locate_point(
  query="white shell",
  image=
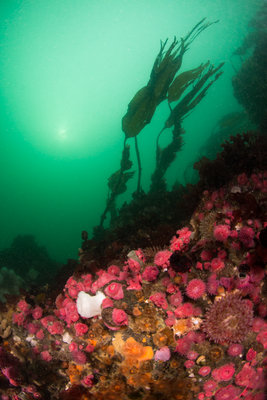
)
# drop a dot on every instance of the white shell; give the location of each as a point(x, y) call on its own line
point(89, 306)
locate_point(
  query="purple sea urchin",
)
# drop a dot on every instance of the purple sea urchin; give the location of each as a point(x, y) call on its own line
point(228, 320)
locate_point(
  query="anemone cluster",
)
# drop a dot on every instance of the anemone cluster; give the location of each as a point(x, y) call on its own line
point(185, 323)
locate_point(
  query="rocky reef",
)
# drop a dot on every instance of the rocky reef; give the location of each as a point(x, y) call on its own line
point(186, 321)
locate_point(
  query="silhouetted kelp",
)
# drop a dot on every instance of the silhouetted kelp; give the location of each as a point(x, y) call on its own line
point(185, 90)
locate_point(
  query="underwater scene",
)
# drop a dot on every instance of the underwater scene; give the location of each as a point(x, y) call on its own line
point(133, 217)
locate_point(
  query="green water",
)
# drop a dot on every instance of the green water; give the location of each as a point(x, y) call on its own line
point(68, 70)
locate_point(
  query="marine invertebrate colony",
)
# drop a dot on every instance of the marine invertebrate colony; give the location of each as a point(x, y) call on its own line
point(159, 327)
point(229, 319)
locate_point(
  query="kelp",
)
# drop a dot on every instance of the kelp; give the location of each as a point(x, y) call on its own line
point(117, 183)
point(185, 90)
point(165, 157)
point(166, 65)
point(183, 81)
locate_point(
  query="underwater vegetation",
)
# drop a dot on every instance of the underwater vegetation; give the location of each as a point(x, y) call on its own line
point(170, 301)
point(162, 331)
point(185, 90)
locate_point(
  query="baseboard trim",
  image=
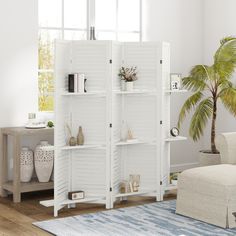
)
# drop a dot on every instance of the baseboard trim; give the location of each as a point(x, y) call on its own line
point(184, 166)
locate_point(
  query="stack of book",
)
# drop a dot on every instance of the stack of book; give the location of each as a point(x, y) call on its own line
point(76, 83)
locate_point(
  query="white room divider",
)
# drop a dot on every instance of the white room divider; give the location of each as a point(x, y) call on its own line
point(104, 161)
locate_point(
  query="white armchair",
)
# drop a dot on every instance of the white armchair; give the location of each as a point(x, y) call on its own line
point(226, 144)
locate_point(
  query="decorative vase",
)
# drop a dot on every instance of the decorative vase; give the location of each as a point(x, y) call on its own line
point(129, 86)
point(92, 33)
point(209, 159)
point(43, 160)
point(80, 137)
point(26, 164)
point(123, 85)
point(72, 141)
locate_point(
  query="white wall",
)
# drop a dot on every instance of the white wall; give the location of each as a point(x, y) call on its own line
point(219, 21)
point(18, 61)
point(179, 22)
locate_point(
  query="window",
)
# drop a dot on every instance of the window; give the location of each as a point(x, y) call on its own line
point(71, 19)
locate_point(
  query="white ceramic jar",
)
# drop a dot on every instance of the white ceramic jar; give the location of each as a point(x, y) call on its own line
point(43, 159)
point(26, 164)
point(129, 86)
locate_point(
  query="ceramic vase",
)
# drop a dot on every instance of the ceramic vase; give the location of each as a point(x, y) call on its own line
point(80, 137)
point(123, 85)
point(124, 131)
point(43, 159)
point(72, 141)
point(130, 86)
point(26, 164)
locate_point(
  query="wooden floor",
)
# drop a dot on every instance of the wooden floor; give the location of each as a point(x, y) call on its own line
point(17, 218)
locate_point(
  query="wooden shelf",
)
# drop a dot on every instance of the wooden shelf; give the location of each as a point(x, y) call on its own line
point(94, 93)
point(134, 193)
point(33, 185)
point(79, 147)
point(144, 91)
point(176, 91)
point(175, 139)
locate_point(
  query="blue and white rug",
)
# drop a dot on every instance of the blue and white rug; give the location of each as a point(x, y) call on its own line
point(150, 219)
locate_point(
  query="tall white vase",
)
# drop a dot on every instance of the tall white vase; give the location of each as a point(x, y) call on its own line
point(26, 164)
point(43, 161)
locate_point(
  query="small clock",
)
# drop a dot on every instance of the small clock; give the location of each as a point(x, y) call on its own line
point(174, 132)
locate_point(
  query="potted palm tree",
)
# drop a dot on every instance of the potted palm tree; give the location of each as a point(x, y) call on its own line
point(210, 84)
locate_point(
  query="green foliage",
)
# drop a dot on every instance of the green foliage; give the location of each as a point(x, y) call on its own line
point(200, 117)
point(210, 83)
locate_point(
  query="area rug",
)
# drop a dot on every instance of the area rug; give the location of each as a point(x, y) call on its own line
point(151, 219)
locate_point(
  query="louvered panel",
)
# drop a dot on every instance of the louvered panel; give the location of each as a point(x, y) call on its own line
point(61, 164)
point(89, 172)
point(165, 113)
point(116, 168)
point(116, 64)
point(116, 118)
point(92, 59)
point(61, 181)
point(142, 160)
point(141, 116)
point(90, 113)
point(145, 57)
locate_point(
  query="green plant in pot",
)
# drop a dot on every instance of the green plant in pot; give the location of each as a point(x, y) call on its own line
point(210, 85)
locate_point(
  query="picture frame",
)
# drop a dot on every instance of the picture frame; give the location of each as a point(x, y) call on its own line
point(175, 81)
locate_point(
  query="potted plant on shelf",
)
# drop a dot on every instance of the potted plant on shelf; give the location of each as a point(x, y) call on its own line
point(210, 85)
point(128, 75)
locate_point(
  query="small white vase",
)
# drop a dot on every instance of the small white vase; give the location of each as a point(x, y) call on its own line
point(26, 164)
point(43, 161)
point(123, 85)
point(129, 86)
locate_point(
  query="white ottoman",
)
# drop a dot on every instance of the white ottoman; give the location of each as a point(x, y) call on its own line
point(208, 194)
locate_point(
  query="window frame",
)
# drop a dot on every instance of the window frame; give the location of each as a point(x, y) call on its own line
point(91, 18)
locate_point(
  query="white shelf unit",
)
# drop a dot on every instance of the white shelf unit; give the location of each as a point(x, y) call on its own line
point(167, 139)
point(141, 110)
point(104, 161)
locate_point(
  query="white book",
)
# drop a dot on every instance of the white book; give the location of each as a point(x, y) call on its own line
point(81, 83)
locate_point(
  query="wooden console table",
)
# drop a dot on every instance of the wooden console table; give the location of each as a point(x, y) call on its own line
point(15, 186)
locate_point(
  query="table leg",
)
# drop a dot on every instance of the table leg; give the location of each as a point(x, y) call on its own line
point(3, 164)
point(16, 169)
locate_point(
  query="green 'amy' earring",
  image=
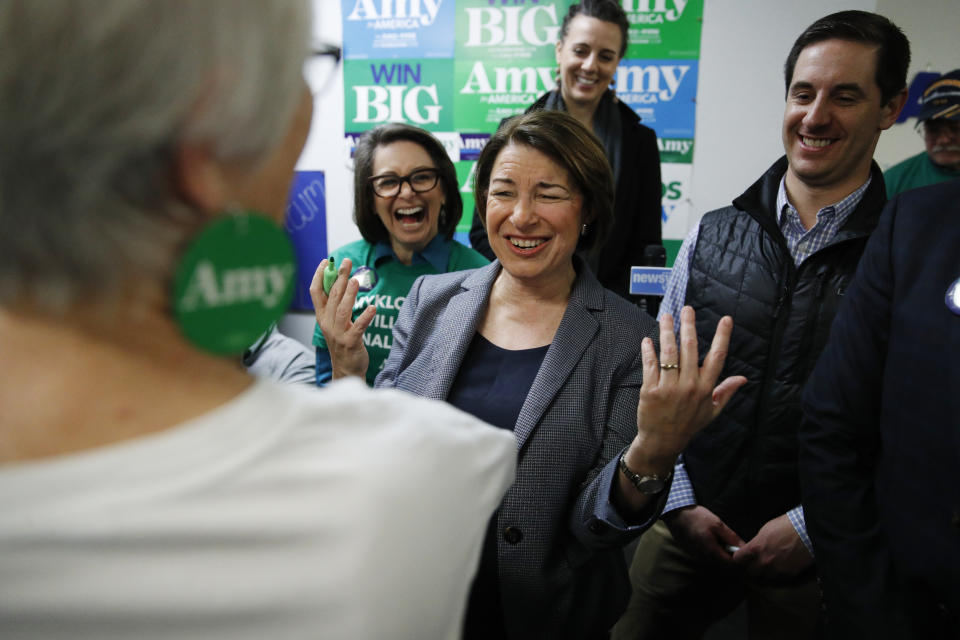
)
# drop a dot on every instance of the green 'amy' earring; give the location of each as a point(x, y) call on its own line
point(234, 280)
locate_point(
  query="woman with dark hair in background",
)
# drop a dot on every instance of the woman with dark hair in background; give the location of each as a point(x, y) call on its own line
point(534, 345)
point(593, 39)
point(149, 488)
point(407, 205)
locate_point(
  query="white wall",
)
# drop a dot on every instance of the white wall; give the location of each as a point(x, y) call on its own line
point(741, 88)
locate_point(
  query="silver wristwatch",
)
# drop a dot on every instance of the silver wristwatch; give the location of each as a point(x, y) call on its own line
point(647, 485)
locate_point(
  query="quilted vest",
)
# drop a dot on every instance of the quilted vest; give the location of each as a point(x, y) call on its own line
point(743, 465)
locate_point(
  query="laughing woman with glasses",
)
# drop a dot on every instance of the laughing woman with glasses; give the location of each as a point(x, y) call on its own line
point(407, 204)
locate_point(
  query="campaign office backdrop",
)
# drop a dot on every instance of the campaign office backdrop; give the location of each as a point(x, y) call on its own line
point(458, 67)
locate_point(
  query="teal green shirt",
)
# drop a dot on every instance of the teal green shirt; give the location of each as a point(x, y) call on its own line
point(917, 171)
point(394, 280)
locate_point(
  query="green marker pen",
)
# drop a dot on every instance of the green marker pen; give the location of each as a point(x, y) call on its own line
point(329, 275)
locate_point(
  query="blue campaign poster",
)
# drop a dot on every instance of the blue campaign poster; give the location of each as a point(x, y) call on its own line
point(307, 225)
point(397, 29)
point(662, 92)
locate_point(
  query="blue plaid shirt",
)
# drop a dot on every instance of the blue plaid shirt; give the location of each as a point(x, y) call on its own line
point(802, 244)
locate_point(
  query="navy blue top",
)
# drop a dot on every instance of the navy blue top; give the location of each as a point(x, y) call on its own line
point(492, 384)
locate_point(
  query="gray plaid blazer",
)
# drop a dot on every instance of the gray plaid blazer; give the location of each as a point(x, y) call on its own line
point(559, 542)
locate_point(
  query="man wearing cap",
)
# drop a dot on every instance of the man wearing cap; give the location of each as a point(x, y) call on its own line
point(778, 260)
point(939, 122)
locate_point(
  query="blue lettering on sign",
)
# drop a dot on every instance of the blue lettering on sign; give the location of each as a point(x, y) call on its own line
point(404, 74)
point(649, 281)
point(471, 144)
point(306, 223)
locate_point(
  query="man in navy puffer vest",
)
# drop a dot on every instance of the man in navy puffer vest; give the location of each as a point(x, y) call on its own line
point(778, 260)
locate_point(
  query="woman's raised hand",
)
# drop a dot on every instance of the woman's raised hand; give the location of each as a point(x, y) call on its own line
point(344, 336)
point(678, 397)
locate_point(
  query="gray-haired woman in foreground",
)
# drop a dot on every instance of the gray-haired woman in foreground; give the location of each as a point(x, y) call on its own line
point(149, 489)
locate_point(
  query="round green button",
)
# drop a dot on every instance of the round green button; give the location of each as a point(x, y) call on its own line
point(235, 280)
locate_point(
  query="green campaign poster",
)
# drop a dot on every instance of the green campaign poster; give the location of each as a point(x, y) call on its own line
point(522, 32)
point(488, 91)
point(418, 92)
point(663, 28)
point(465, 172)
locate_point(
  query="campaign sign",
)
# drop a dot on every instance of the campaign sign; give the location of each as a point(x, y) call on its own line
point(662, 92)
point(306, 224)
point(524, 32)
point(397, 29)
point(465, 172)
point(471, 144)
point(676, 150)
point(649, 281)
point(418, 92)
point(675, 199)
point(489, 91)
point(663, 28)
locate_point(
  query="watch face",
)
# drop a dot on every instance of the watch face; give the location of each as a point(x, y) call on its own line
point(651, 485)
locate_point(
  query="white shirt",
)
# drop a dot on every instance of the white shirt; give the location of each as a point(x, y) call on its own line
point(285, 513)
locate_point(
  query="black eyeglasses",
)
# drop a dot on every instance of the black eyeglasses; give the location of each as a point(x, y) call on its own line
point(420, 181)
point(321, 67)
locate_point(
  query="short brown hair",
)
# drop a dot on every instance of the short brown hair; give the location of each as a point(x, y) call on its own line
point(564, 140)
point(364, 214)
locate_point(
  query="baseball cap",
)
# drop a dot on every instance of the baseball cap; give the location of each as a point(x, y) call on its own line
point(942, 98)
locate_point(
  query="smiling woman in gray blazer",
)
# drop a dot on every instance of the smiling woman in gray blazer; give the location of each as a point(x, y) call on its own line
point(534, 344)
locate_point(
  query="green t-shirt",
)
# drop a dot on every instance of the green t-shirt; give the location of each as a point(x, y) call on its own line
point(914, 172)
point(394, 280)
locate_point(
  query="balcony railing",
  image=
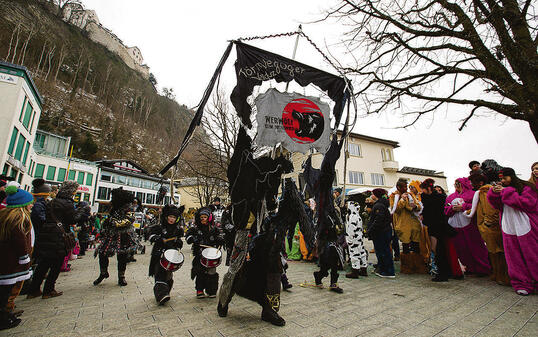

◆ REQUIRED TASK:
List every line above that contains the string "blazer", copying each one in full.

◆ THE SOLUTION:
  query="gray plaid blazer",
# drop a dot on every instance of the gray plaid blazer; give the location of each as a point(x, y) call on its own line
  query="smiling woman in gray blazer",
# drop a dot on every instance of the smiling woman in gray blazer; give the location of each as a point(x, y) call on its own line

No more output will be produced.